## Exercise
If a record holds a picture, leave the picture out and print everything else exactly.

## Records
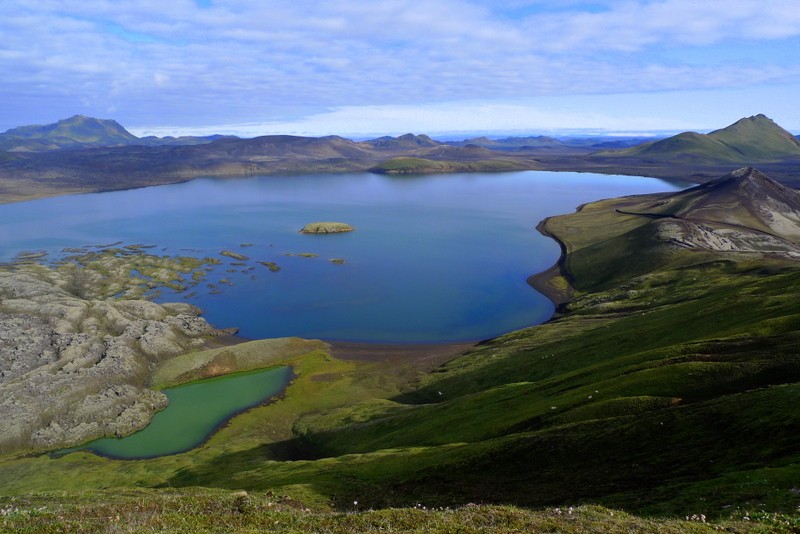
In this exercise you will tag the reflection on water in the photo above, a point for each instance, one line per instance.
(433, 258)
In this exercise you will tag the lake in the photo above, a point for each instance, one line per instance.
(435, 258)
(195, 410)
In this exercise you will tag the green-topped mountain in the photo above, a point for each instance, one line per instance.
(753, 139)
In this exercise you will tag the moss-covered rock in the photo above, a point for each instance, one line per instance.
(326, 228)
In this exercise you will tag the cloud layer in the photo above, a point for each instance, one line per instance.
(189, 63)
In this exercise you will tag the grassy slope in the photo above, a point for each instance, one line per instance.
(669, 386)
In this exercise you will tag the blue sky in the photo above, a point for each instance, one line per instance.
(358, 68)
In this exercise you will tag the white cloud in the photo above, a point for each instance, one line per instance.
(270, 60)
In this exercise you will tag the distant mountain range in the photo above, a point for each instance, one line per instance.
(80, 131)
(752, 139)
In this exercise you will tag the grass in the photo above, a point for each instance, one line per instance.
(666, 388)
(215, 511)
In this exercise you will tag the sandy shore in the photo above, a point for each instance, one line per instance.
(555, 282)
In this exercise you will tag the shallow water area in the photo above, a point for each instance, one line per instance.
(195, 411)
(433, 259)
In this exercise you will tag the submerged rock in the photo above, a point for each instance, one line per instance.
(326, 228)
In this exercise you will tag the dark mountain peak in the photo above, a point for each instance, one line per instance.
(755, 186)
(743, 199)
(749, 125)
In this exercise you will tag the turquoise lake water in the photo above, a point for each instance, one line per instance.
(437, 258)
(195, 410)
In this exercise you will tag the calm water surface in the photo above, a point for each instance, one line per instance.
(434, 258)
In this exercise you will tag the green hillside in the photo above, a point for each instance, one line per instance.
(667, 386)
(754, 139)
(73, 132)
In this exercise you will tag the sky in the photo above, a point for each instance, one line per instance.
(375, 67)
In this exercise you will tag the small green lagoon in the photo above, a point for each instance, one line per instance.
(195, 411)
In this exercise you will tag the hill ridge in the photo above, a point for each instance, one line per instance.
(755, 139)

## Task solution
In this exercise you will tag the reflection on water in the photo above, a point for each instance, one line per instance.
(433, 258)
In this exercise you will tag the lake in the photo above, a point for each instance, one line per instance.
(435, 258)
(195, 410)
In this exercise you will tag the green-topped mountain in the photo above, a point for each instance, one line per instance.
(753, 139)
In this exercise you will tag the moss-covered rock in the photo above, a point for each instance, one line per instance.
(326, 228)
In this exercise you will tag the cloud layer in the photo above, a point for each instance, one line per instance.
(189, 63)
In this exercise you will tag the grassy slope in the photo above, a point for each instance, one line per instance.
(669, 386)
In this exercise you will tag the blue sky in the photo above, a point for each instance, one line per instance.
(358, 68)
In this exercise you will tag the white cloud in the photo above, a point for each instance, one line per instance.
(270, 60)
In this exercise you will tag the distant mountain range in the photo above, a point for each instance, one line per instance.
(80, 131)
(752, 139)
In this exercise you will tag the grass in the photo above, a point for each instance, one line per instance.
(666, 388)
(215, 511)
In this exercise you will tag the sandy shore in the photo above, a point for each instance, one line per instance.
(555, 282)
In this exercise you will tag the shallow water area in the photo above, a point for each instance, one line per instance.
(195, 411)
(433, 259)
In this exercise you will tag the submerged rock in the photo above, a point for each instance, one line per instance.
(326, 228)
In this exercise you will tag the dark mountain peak in the photo above, a point for each instance, one line per instance.
(755, 186)
(743, 199)
(749, 125)
In this exercise you will tag the turquoise lake water in the photo above, a point for each instance, one line per instance.
(437, 258)
(195, 410)
In this exercise you will tag the calm water surface in the photo above, a point for each instance, one line per instance.
(434, 258)
In this exercise you will tag the green hillside in the photo above, a point for each instance, one line per instance.
(667, 386)
(754, 139)
(73, 132)
In this exercise you will tag the sky in the photo above, a point for each instance, one line per instance.
(375, 67)
In this exercise you will tag the small green lagoon in the photo above, a point for each instance, one line per instance.
(195, 411)
In this exercise you will tag the hill ridge in the photo above, a point for each instance, one line per instance.
(755, 139)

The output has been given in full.